◆ PROVIDED PASSAGE
********************

War dieses Review hilfreich? Ja Nein
37 von 40 Personen (93%) fanden dieses Review hilfreich
7.5 Std. insgesamt
Verfasst: 27. Juli
Antichamber wants to screw with you. An abstract puzzle game, it exists in a world built upon its own rules, requiring you to shed conventional logic and adopt an out of the box mindset to progress through the labyrinthine chamber you find yourself in. Up is down, going backwards moves you forward, and nothing can be taken at face value. It's one of the smartest games I've ever played; thoughtfully evolving at every step, as my feeble brain scrambled to keep up.

To attempt and describe Antichamber would be counterproductive, and a rather hopeless task. The foundation of the experience is designed around self discovery and interpretation, making any outside explanation of how to solve the absurdly clever puzzles and navigate the twisting level layouts detrimental to someone playing the game for the first time. At its core, Antichamber involves manipulating the rules of its world to allow you to overcome seemingly impossible tasks and continue onward toward the next puzzle. More often than not this involves interacting with blocks placed throughout, by way of a gun whose functions extend far beyond the simple ability to move and delete.

********************

◆ TASK LIST
A) Translate this sentence from the Antichamber review into Spanish: "Up is down, going backwards moves you forward, and nothing can be taken at face value."
B) According to the Antichamber review, what do you use to interact with the blocks placed throughout the game?
C) Write the next part of the Antichamber review, picking up after its final sentence.
The entries come from a separate source.

********************

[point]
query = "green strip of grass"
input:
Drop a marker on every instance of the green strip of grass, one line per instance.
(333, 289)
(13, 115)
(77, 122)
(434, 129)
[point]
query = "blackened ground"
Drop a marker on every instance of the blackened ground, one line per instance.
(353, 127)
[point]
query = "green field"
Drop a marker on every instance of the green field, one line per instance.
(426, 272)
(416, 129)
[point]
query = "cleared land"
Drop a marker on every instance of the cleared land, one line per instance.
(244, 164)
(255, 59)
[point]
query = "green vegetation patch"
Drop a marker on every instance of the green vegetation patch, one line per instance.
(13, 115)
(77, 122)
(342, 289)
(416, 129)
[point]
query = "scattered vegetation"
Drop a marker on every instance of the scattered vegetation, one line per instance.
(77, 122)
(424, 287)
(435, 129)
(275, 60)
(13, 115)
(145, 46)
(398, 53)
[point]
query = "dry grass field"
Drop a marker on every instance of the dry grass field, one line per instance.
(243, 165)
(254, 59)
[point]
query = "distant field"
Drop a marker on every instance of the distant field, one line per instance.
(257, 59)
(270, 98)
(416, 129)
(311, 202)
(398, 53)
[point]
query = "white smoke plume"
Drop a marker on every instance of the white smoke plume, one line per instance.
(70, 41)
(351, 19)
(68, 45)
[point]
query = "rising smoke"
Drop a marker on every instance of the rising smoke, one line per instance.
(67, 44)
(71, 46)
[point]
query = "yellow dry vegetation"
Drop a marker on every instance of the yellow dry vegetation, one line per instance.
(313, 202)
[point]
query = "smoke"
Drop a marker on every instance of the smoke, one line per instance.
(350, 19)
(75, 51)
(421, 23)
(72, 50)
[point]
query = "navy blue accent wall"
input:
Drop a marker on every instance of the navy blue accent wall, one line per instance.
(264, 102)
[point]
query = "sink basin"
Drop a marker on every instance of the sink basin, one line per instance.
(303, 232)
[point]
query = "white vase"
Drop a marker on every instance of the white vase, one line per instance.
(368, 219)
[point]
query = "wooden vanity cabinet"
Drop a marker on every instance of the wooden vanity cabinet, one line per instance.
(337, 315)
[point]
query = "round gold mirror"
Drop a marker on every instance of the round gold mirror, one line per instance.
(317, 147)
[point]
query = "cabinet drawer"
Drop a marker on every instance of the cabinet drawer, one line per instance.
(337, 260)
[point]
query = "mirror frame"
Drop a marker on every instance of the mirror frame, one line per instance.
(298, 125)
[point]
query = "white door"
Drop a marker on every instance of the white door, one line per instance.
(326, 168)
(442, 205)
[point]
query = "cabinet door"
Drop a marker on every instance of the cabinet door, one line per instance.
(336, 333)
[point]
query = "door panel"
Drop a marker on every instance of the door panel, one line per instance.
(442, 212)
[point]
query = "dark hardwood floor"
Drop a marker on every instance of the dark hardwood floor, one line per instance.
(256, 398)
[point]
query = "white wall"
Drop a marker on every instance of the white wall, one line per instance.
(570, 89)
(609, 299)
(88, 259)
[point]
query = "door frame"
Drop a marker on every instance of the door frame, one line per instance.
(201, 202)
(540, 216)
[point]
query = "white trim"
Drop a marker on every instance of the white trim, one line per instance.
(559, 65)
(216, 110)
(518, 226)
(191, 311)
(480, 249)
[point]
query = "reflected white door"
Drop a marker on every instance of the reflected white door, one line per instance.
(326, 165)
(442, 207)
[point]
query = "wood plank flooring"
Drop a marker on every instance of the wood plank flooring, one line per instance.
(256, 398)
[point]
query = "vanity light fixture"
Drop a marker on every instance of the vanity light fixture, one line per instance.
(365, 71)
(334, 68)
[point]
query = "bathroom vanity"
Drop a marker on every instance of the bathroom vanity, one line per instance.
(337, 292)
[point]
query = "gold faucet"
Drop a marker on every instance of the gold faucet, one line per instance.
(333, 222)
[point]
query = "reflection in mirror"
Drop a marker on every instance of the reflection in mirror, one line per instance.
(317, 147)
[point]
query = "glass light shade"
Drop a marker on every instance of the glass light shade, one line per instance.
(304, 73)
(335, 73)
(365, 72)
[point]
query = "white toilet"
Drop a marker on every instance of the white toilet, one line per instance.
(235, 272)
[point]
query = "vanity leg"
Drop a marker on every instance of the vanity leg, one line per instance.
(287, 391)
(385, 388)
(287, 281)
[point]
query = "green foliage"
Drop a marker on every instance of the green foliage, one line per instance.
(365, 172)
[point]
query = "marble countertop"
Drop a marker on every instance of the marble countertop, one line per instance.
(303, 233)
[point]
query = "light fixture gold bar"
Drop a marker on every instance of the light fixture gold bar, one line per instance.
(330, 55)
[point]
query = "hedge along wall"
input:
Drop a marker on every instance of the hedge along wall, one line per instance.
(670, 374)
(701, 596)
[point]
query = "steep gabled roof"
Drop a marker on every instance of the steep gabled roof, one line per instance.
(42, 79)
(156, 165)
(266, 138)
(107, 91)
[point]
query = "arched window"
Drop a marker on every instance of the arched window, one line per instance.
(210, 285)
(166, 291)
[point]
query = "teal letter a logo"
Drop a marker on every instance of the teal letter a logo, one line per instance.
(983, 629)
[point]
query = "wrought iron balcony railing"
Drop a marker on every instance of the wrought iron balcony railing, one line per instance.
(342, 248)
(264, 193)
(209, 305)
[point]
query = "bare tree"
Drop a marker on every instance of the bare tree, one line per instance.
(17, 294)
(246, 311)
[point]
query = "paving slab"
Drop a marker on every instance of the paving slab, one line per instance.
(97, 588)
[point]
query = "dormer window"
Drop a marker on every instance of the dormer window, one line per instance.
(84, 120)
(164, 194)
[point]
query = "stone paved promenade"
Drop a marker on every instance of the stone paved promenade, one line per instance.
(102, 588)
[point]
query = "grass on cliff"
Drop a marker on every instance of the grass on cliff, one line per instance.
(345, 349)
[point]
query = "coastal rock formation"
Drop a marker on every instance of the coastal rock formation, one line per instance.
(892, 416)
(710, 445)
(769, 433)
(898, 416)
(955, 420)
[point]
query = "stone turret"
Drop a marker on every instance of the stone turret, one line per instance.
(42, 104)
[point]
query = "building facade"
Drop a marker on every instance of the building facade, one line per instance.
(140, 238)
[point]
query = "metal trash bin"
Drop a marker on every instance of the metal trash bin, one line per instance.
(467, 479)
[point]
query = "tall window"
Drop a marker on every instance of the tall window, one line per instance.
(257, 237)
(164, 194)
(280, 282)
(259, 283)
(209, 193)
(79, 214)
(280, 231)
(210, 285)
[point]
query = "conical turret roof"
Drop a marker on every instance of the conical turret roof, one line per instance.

********************

◆ FINAL ANSWERS
A) Arriba es abajo, retroceder te hace avanzar y nada puede tomarse al pie de la letra.

B) A gun whose functions extend far beyond the simple ability to move and delete.

C)
Though outwardly simplistic and plain, Antichamber's art direction (and to a lesser extent its sound design) is as purposely and meticulously designed as its puzzles; with clean lines and intelligent use of color all playing a large role in telegraphing integral aspects of the puzzles. Its basic graphical design also accounts for a huge portion of how atmospheric Antichamber can be. Often times I'd find myself so drawn into the experience that I'd look up to find to my surprise I'd been engross in it for hours, as time becomes rather meaningless once you begin to make your way through the chamber. It feels like being inside an abstract painting, with as much artistry and inverted syllogism as you would expect.

The moments when you manage to solve a puzzle and move forward in Antichamber is one of the most satisfying feelings I've ever had in a puzzle game, which is why it's unfortunate that its intelligence can at times become a handicap; blocking the player from continuing onward and giving little knowledge of how to do so or where they might should head in instances where its functionally impossible to progress without collecting an upgrade first. This is a deliberate aspect of Antichamber's design and a large factor in why solving its conundrums is so empowering, but it has the unshakable counter effect of turning people away on the basis that the game is simply too smart for them (especially early on). It's a shame because once you begin to understand the way the world works the game really opens up and you can finally appreciate it in all its glory, but to get there you'll inevitably be hitting your head against the wall quite a bit as you try and make sense of it all.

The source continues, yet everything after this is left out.